Excerpts from a dataset
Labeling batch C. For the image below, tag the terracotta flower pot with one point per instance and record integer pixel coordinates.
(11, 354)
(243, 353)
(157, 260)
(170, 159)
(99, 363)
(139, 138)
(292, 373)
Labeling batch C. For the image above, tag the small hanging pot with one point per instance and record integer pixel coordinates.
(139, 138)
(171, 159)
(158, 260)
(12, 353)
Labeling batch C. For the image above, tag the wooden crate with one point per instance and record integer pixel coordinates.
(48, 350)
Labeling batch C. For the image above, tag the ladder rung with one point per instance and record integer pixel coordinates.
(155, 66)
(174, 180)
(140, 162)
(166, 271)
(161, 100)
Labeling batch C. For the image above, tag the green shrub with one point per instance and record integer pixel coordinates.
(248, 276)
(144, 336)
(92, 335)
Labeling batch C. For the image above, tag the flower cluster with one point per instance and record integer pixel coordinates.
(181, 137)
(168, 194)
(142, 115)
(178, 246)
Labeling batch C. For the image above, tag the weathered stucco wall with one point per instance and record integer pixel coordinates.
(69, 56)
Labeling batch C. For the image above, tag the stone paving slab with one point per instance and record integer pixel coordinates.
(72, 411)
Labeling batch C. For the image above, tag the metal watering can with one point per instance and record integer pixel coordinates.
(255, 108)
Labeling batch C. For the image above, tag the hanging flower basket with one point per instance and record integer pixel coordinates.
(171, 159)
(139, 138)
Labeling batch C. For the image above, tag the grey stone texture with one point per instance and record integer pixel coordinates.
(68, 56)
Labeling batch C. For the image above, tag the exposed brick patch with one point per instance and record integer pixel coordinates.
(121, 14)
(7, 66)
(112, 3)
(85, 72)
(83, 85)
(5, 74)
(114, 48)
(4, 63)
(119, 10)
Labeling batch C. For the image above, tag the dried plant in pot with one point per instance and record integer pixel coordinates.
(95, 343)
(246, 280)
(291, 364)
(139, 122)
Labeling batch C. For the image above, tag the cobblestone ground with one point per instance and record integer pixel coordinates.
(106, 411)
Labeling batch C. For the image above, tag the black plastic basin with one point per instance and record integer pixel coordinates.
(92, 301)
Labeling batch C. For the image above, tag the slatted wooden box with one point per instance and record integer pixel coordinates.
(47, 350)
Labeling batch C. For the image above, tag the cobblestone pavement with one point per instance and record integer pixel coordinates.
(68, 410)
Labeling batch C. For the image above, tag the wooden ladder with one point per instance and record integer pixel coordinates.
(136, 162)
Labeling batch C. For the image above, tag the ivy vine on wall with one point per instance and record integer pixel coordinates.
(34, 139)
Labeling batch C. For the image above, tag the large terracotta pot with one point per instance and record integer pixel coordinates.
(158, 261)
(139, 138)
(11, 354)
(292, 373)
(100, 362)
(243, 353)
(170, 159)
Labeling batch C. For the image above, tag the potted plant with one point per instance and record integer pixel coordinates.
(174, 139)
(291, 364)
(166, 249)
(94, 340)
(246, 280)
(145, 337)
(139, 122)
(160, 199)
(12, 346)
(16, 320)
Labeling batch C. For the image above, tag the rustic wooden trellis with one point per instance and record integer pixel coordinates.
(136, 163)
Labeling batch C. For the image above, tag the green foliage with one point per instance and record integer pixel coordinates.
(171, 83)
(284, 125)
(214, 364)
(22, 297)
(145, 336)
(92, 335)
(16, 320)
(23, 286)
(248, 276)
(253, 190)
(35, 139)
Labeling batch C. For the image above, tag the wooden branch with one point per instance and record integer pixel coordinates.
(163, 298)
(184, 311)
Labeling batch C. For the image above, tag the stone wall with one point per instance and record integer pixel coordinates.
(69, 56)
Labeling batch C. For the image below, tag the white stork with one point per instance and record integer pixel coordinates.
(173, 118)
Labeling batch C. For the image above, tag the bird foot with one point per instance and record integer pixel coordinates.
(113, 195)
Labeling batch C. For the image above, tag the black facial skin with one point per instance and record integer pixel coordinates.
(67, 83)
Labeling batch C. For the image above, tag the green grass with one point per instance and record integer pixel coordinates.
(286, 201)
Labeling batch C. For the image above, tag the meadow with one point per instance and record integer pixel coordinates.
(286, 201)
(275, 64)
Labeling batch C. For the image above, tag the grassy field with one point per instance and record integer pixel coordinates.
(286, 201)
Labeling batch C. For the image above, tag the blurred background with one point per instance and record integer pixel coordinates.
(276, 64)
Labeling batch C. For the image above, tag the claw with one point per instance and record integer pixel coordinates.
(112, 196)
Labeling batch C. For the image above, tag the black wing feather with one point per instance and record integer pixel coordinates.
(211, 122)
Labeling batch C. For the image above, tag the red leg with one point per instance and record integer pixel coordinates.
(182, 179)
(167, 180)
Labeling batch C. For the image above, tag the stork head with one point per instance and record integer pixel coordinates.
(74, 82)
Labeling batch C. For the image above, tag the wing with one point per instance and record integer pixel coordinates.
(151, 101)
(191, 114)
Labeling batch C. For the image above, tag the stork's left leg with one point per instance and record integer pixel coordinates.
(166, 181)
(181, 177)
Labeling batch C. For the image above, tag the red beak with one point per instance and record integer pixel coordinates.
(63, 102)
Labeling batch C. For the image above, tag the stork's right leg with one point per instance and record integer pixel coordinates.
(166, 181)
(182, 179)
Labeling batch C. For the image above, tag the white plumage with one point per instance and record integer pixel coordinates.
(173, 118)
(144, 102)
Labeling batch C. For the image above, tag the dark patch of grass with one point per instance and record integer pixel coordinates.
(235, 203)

● TASK ITEM:
To complete the exercise, print all of the entries exactly.

● RESULT OF THE TASK:
Labeling batch C. For the image below, tag the terracotta flower pot with one point per instance and record integer pixel coordinates.
(11, 354)
(243, 353)
(157, 260)
(170, 159)
(99, 363)
(139, 138)
(292, 373)
Labeling batch C. For the image above, tag the small hanging pot with one point per instance and record integer pixel coordinates.
(139, 138)
(171, 159)
(158, 260)
(12, 353)
Labeling batch C. For the image above, tag the wooden crate with one point per instance and record integer pixel coordinates.
(48, 350)
Labeling batch C. For the image above, tag the ladder rung with one point per instance and record integer pixel coordinates.
(155, 66)
(174, 180)
(140, 162)
(166, 271)
(161, 100)
Labeling batch C. For the image above, tag the green shrub with one point per instance and record integer pixel coordinates.
(248, 276)
(144, 336)
(92, 335)
Labeling batch C. For the image above, tag the flower cluster with one point per instance and record integer pixel coordinates.
(181, 137)
(168, 194)
(142, 115)
(178, 246)
Labeling batch C. For the image above, tag the weathered stucco wall with one point per instance and record integer pixel coordinates.
(69, 56)
Labeling batch C. For the image above, tag the stone paving slab with one point per instance and record integer pixel coordinates.
(72, 411)
Labeling batch C. For the image above, tag the metal watering can with one point per instance and record integer pixel coordinates.
(255, 108)
Labeling batch C. For the image above, tag the hanging flower basket with one point per instance and record integer pixel coordinates.
(171, 159)
(139, 138)
Labeling batch C. For the image above, tag the grey stone texture with one point per instance and record integer pixel coordinates.
(68, 56)
Labeling batch C. For the image above, tag the exposed brick patch with one point per instance and record integer pixel coordinates.
(121, 14)
(7, 66)
(112, 3)
(85, 72)
(83, 85)
(5, 74)
(114, 48)
(4, 63)
(119, 10)
Labeling batch C. For the image above, tag the dried plant in pot with one point per instance and record integer pixel coordinates.
(95, 343)
(246, 280)
(291, 364)
(139, 122)
Labeling batch C. For the image above, tag the cobblestone ground with one point per instance and record integer pixel coordinates.
(106, 411)
Labeling batch C. For the image above, tag the black plastic basin with one point per instance and record integer pixel coordinates.
(92, 301)
Labeling batch C. For the image above, tag the slatted wooden box with one point per instance and record integer pixel coordinates.
(47, 350)
Labeling batch C. For the image above, tag the cobblestone pavement with one point per instance and record integer pixel coordinates.
(68, 410)
Labeling batch C. For the image above, tag the wooden ladder with one point per instance and record integer pixel coordinates.
(136, 162)
Labeling batch C. For the image above, tag the ivy vine on wall with one point per instance and record integer pixel coordinates.
(34, 139)
Labeling batch C. For the image above, tag the large terracotta pot with one point per instance and record integer pixel coordinates.
(158, 261)
(139, 138)
(11, 354)
(292, 373)
(100, 362)
(243, 353)
(170, 159)
Labeling batch C. For the image above, tag the potted plant with one point per instance and record integer pixel coordinates.
(174, 139)
(291, 364)
(166, 249)
(94, 340)
(246, 280)
(145, 337)
(139, 122)
(160, 199)
(12, 346)
(16, 320)
Labeling batch C. For the image above, tag the rustic wooden trellis with one point per instance and record integer pixel coordinates.
(136, 163)
Labeling batch C. For the image above, tag the green foliage with one point per instance and record integer pixel coordinates.
(171, 83)
(284, 125)
(214, 364)
(22, 297)
(145, 336)
(92, 335)
(16, 320)
(23, 286)
(248, 276)
(253, 190)
(35, 139)
Labeling batch C. For the image above, tag the wooden branch with one point per instance and record integer pixel coordinates.
(163, 298)
(184, 311)
Labeling batch C. For the image above, tag the stone wall with one point per instance and record integer pixel coordinates.
(69, 56)
Labeling batch C. For the image below, tag the white stork with one point per instance and record integer pixel coordinates.
(173, 118)
Labeling batch C. For the image above, tag the bird foot with one point per instance and record integer pixel coordinates.
(113, 195)
Labeling batch C. For the image above, tag the black facial skin with one point per instance and record integer pixel coordinates.
(67, 83)
Labeling batch C. For the image above, tag the green grass with one point per instance and record integer pixel coordinates.
(286, 201)
Labeling batch C. For the image above, tag the meadow with one point per instance and record integer pixel coordinates.
(286, 201)
(275, 64)
Labeling batch C. For the image above, tag the grassy field with one point per instance and record integer pixel coordinates.
(286, 201)
Labeling batch C. For the image above, tag the blurred background with one point per instance and record integer pixel coordinates.
(276, 64)
Labeling batch C. For the image above, tag the claw with one point per instance and record integer pixel coordinates.
(112, 196)
Labeling batch C. For the image above, tag the black wing feather with one point per instance and record integer pixel coordinates.
(211, 122)
Labeling batch C. For the image above, tag the red leg with one point per instance and record integer pixel coordinates.
(182, 179)
(167, 180)
Labeling batch C. For the image above, tag the stork head with one point per instance and record integer pixel coordinates.
(74, 82)
Labeling batch C. For the image above, tag the wing with one point per instance and record integer pixel coordinates.
(151, 101)
(191, 114)
Labeling batch C. For the image above, tag the stork's left leg with one point per instance and record integer pixel coordinates.
(166, 181)
(181, 177)
Labeling batch C. For the image above, tag the red beak with one point per instance and record integer pixel coordinates.
(63, 102)
Labeling batch C. For the image above, tag the stork's right leg with one point per instance and record integer pixel coordinates.
(166, 181)
(182, 179)
Labeling batch C. For the image above, tag the white plumage with one point per instance and record integer pixel coordinates.
(173, 118)
(144, 102)
Labeling batch C. For the image above, tag the dark patch of grass with one point per instance and record integer pixel coordinates.
(235, 203)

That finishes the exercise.